Source text:

Below I’m going to explain why the answer to this question isn’t as straightforward as you might think and give you the information you need to decide whether oat milk is the right plant-based milk for you.
Does oat milk spike blood sugar?
Yes, oat milk can increase blood sugar levels due to the presence of maltose, a high-glycemic sugar that accelerates blood sugar more rapidly than other carbohydrates. Even if the oat milk is unsweetened, it still contains sugars that can spike blood glucose levels.
Understanding Blood Sugar
Before jumping into oat milk’s impact on blood sugar, I want to briefly explain what blood sugar is and how it’s impacted by the food we eat.
Blood sugar is the amount of sugar (glucose molecules) in the bloodstream.
We use glucose as our primary energy source - when we eat foods, especially those high in carbohydrates, our body breaks them down into glucose during digestion.
This broken-down sugar is then absorbed into the bloodstream, temporarily increasing our blood sugar level.
The foods and drinks we consume impact our blood sugar levels.
Foods high in simple sugars, like white bread, processed snacks, and table sugar, cause a rapid spike in blood sugar (essentially, the body can break them down into glucose quickly, so it's like dumping them straight into the bloodstream).
Foods with complex carbs, such as veggies and whole grains, like oats, take more work for the body to break down.

Referring-expression pointing data:
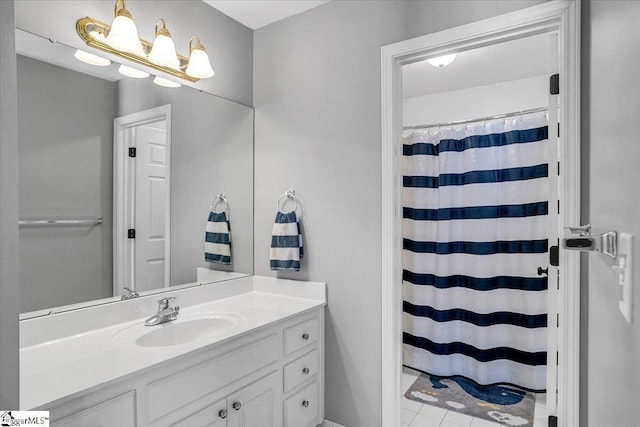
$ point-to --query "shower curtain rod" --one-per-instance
(460, 122)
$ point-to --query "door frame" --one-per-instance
(122, 246)
(563, 17)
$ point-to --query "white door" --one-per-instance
(552, 282)
(141, 205)
(257, 405)
(151, 199)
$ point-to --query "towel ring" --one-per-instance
(220, 198)
(287, 195)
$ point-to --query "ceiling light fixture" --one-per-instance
(442, 61)
(90, 58)
(122, 40)
(132, 72)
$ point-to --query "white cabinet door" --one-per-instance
(257, 405)
(212, 416)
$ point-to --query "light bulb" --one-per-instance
(199, 65)
(90, 58)
(123, 34)
(132, 72)
(442, 61)
(165, 83)
(163, 51)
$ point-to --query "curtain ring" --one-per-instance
(288, 195)
(220, 198)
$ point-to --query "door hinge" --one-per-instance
(554, 256)
(554, 84)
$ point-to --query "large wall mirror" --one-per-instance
(95, 216)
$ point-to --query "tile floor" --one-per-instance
(416, 414)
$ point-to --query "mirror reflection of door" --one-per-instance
(141, 200)
(149, 208)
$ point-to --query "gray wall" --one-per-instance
(211, 153)
(317, 100)
(9, 258)
(65, 130)
(228, 43)
(611, 107)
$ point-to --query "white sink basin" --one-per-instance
(185, 329)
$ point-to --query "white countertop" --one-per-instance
(54, 370)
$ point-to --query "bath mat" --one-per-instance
(500, 404)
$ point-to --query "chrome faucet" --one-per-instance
(129, 293)
(165, 313)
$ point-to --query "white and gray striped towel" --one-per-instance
(217, 242)
(286, 243)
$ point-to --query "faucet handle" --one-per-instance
(164, 302)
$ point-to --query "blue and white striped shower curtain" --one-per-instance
(474, 232)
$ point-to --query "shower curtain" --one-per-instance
(475, 203)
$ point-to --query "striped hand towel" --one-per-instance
(217, 242)
(286, 243)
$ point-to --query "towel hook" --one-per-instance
(288, 195)
(220, 198)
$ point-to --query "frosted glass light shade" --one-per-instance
(163, 52)
(199, 65)
(442, 61)
(132, 72)
(123, 36)
(165, 83)
(90, 58)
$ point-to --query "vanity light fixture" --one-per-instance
(90, 58)
(122, 40)
(442, 61)
(132, 72)
(163, 51)
(199, 65)
(123, 34)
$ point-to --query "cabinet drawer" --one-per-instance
(210, 416)
(296, 372)
(119, 411)
(300, 335)
(301, 409)
(169, 394)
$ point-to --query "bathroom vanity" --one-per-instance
(245, 352)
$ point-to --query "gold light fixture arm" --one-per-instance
(85, 26)
(198, 44)
(162, 31)
(122, 11)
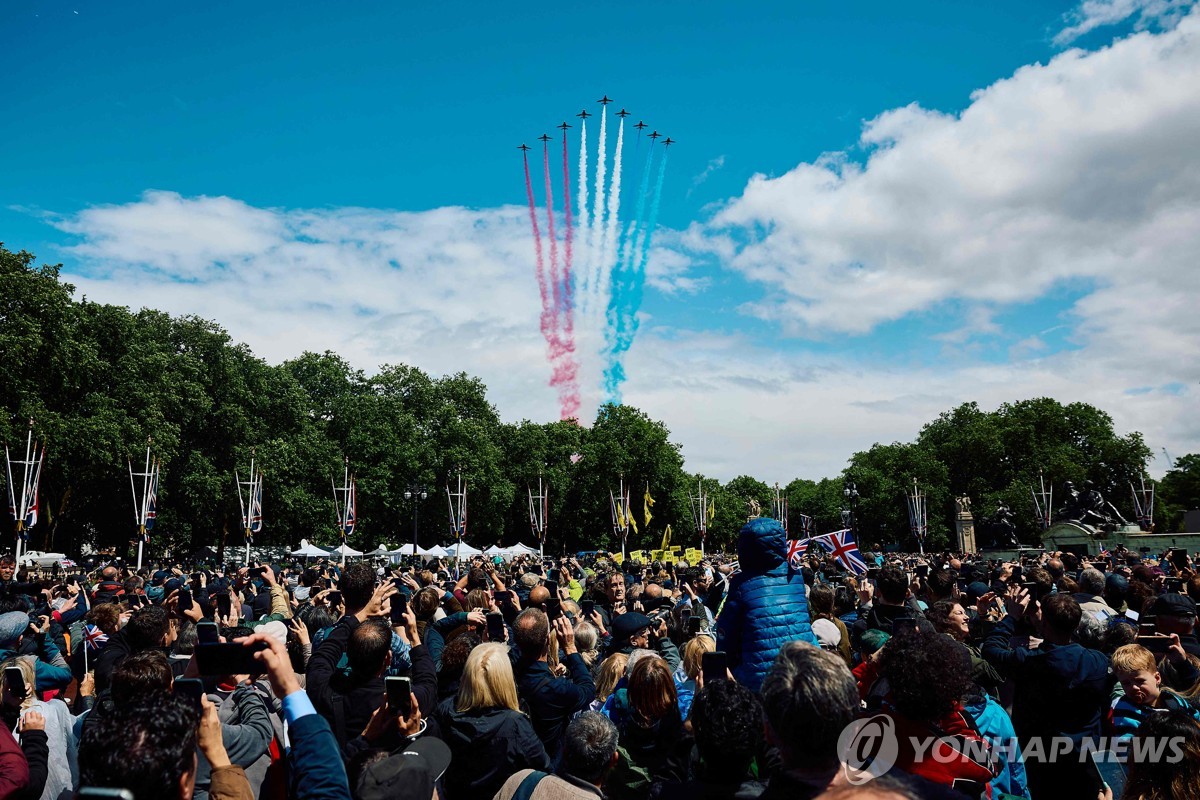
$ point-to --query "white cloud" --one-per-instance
(1097, 13)
(1080, 170)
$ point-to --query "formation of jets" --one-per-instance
(604, 101)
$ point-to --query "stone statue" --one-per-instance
(1000, 529)
(1089, 507)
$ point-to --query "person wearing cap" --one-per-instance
(1175, 613)
(589, 752)
(412, 773)
(552, 701)
(767, 605)
(51, 668)
(635, 631)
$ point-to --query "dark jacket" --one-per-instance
(316, 770)
(553, 701)
(346, 702)
(486, 747)
(1061, 691)
(766, 607)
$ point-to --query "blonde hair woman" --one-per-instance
(489, 737)
(611, 671)
(54, 717)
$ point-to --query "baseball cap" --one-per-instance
(1173, 605)
(406, 775)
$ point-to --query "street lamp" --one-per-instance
(850, 497)
(415, 492)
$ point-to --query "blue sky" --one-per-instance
(312, 108)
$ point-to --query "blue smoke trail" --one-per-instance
(623, 320)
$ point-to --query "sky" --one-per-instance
(873, 212)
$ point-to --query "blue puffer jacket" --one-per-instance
(766, 607)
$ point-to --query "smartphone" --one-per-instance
(15, 679)
(1107, 770)
(399, 608)
(496, 626)
(400, 695)
(103, 793)
(207, 633)
(190, 687)
(1156, 644)
(715, 666)
(228, 659)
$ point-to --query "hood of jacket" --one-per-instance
(762, 545)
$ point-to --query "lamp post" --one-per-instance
(415, 492)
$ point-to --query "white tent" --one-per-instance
(462, 551)
(345, 551)
(34, 558)
(310, 551)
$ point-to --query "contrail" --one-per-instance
(604, 284)
(568, 244)
(582, 198)
(556, 287)
(594, 266)
(615, 372)
(543, 289)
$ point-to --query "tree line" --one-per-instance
(101, 379)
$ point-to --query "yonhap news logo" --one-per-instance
(868, 749)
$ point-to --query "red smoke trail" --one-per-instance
(546, 314)
(568, 245)
(556, 287)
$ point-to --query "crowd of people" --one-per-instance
(748, 675)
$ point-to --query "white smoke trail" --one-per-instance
(604, 284)
(582, 224)
(594, 266)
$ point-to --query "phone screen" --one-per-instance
(16, 681)
(400, 698)
(190, 687)
(1156, 644)
(207, 633)
(228, 659)
(399, 608)
(715, 666)
(496, 626)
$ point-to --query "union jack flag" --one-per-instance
(94, 638)
(796, 551)
(841, 546)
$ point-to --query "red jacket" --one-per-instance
(13, 767)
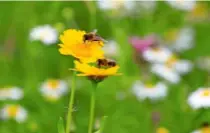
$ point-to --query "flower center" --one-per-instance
(199, 11)
(149, 86)
(82, 50)
(171, 35)
(53, 84)
(205, 130)
(12, 110)
(171, 61)
(43, 35)
(156, 49)
(162, 130)
(206, 93)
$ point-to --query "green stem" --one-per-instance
(103, 124)
(202, 111)
(92, 107)
(71, 103)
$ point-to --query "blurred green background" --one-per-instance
(27, 64)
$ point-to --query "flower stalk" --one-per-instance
(71, 103)
(92, 107)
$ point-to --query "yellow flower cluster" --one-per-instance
(85, 52)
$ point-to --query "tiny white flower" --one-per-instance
(15, 112)
(200, 98)
(197, 131)
(120, 95)
(184, 40)
(183, 66)
(157, 54)
(11, 93)
(186, 5)
(111, 49)
(152, 92)
(54, 89)
(166, 72)
(46, 34)
(115, 4)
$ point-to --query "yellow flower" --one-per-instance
(94, 72)
(73, 44)
(162, 130)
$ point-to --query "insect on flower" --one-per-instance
(106, 63)
(96, 72)
(92, 36)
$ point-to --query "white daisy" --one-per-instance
(157, 54)
(200, 98)
(46, 34)
(111, 49)
(15, 112)
(184, 40)
(115, 4)
(54, 89)
(166, 72)
(153, 92)
(204, 63)
(172, 69)
(186, 5)
(199, 13)
(11, 93)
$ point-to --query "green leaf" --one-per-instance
(61, 126)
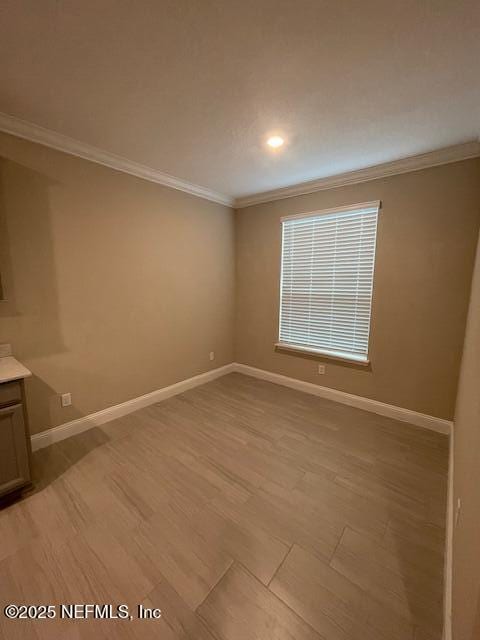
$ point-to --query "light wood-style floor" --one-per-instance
(243, 510)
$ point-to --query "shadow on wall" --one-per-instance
(29, 310)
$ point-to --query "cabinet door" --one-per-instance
(14, 465)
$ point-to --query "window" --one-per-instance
(326, 283)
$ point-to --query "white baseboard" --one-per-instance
(389, 410)
(49, 436)
(448, 571)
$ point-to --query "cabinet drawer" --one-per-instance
(10, 393)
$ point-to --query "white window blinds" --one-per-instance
(327, 279)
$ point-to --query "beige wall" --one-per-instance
(426, 244)
(466, 540)
(116, 286)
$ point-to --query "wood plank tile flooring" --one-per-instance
(244, 511)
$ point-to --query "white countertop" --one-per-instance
(11, 369)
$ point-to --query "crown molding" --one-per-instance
(47, 137)
(413, 163)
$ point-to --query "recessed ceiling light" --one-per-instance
(275, 142)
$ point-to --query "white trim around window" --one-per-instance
(326, 284)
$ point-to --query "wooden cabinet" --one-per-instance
(14, 439)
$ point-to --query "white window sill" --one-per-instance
(331, 355)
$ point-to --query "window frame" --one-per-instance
(326, 353)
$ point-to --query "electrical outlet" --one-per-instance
(5, 350)
(66, 399)
(457, 511)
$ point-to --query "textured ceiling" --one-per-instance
(192, 87)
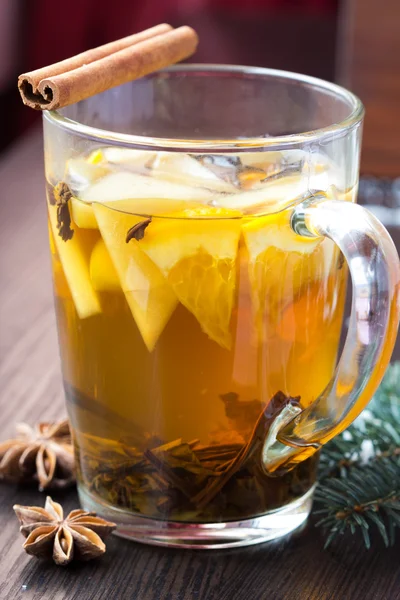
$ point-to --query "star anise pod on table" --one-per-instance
(44, 453)
(79, 535)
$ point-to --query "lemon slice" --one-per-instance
(148, 294)
(196, 252)
(279, 262)
(135, 193)
(74, 256)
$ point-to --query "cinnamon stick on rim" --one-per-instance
(102, 68)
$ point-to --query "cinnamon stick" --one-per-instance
(102, 68)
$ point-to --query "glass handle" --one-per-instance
(375, 271)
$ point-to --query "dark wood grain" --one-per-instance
(30, 389)
(369, 64)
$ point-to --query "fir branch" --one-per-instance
(360, 470)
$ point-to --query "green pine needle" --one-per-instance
(359, 488)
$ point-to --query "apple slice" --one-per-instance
(74, 256)
(148, 294)
(102, 271)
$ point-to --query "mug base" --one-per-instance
(203, 536)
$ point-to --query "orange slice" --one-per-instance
(195, 249)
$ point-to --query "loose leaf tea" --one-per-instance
(182, 480)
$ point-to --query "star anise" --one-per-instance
(80, 535)
(44, 453)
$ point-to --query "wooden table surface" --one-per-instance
(30, 390)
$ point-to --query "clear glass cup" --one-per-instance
(201, 222)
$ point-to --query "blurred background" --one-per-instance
(353, 42)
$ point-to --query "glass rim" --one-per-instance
(230, 144)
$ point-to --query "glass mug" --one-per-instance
(201, 222)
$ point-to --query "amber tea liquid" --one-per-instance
(180, 323)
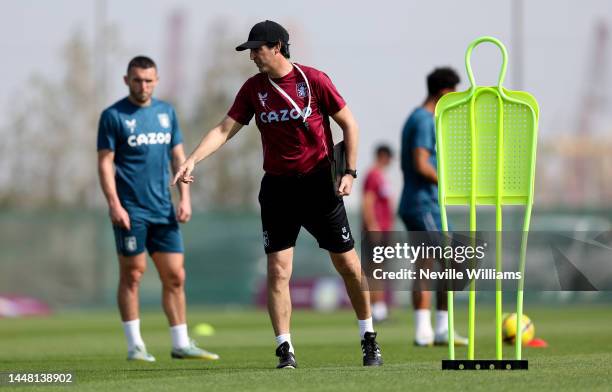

Task objective: According to the oat milk text, which sugar in oat milk can raise blood sugar levels?

Answer section: Maltose, a high-glycemic sugar.